SOURCE PASSAGE:
Artistic ensemble of São Paulo, Brazil

The São Paulo Municipal Symphony Orchestra (Portuguese: Orquestra Sinfônica Municipal de São Paulo), also known as OSM, is one of the artistic bodies of the Municipal Theater of São Paulo. Currently under the direction of Roberto Minczuk, it performs in operas and concerts, often with guest soloists and other artistic ensembles such as the São Paulo Municipal Lyric Choir and the São Paulo City Ballet.

== History ==
Until the beginning of the 20th century, the operas performed at the Municipal Theater of São Paulo were entirely foreign productions, since the venue didn't have enough instrumentalists and choirs to produce its own shows. The orchestras that were active in São Paulo during this period, although frequent, were not permanent, being organized by event and dispersing at the end of them. Based on reports by conductor Armando Belardi, the origin of the orchestra is attributed to the Sociedade de Concertos Clássicos de São Paulo.

The first permanent ensemble of musicians with a concert season was established in 1935 through a partnership between the Department of Culture and the Sociedade de Cultura Artística. The suggestion was made by Secretary of Culture Mário de Andrade to utilize an orchestra that had been contracted for seasons by the society since 1933. The group's first conductor was the German Ernst Melich, who had already worked with the orchestra of the Sociedade de Cultura Artística. Soon it began to function regularly, hosting concerts and being informally called the Department of Culture Orchestra, but still without legal stability or the hiring of permanent musicians. Each concert season required specific funding, with performers recruited and paid according to the occasion.

SHORT TASK:
Please extract the part of the orchestra passage starting at "Artistic ensemble of" and ending at "Paulo City Ballet.". Rely only on the orchestra passage.

RECORDS SHOWN:
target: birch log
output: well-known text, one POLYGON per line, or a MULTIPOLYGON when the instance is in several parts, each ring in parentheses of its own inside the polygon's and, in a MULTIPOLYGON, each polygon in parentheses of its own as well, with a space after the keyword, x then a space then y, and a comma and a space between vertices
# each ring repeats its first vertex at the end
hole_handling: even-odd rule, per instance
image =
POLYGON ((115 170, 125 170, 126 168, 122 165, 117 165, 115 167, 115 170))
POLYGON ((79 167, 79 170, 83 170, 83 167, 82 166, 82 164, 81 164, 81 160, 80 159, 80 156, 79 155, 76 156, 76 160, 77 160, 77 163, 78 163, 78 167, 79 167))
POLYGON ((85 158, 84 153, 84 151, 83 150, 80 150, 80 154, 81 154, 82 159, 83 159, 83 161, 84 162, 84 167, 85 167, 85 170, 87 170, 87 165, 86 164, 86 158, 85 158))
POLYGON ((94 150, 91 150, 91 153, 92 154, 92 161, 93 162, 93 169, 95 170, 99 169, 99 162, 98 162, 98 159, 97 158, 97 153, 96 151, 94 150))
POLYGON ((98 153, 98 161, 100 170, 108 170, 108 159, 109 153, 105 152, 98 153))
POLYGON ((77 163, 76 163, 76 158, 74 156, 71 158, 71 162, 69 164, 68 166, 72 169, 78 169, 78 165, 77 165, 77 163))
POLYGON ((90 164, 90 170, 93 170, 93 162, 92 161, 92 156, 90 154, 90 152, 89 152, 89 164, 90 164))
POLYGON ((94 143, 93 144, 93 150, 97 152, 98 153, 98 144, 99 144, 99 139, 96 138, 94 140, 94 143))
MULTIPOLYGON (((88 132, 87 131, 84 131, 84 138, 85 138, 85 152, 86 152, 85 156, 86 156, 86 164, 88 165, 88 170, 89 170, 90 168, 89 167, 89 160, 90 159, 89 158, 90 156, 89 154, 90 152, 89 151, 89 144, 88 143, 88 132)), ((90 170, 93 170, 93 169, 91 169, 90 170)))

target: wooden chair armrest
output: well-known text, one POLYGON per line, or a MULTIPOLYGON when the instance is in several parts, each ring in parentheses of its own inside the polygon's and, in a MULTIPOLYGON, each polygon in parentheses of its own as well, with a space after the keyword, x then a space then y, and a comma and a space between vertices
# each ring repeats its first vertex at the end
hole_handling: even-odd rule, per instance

SOLVED EXERCISE:
Artistic ensemble of São Paulo, Brazil

The São Paulo Municipal Symphony Orchestra (Portuguese: Orquestra Sinfônica Municipal de São Paulo), also known as OSM, is one of the artistic bodies of the Municipal Theater of São Paulo. Currently under the direction of Roberto Minczuk, it performs in operas and concerts, often with guest soloists and other artistic ensembles such as the São Paulo Municipal Lyric Choir and the São Paulo City Ballet.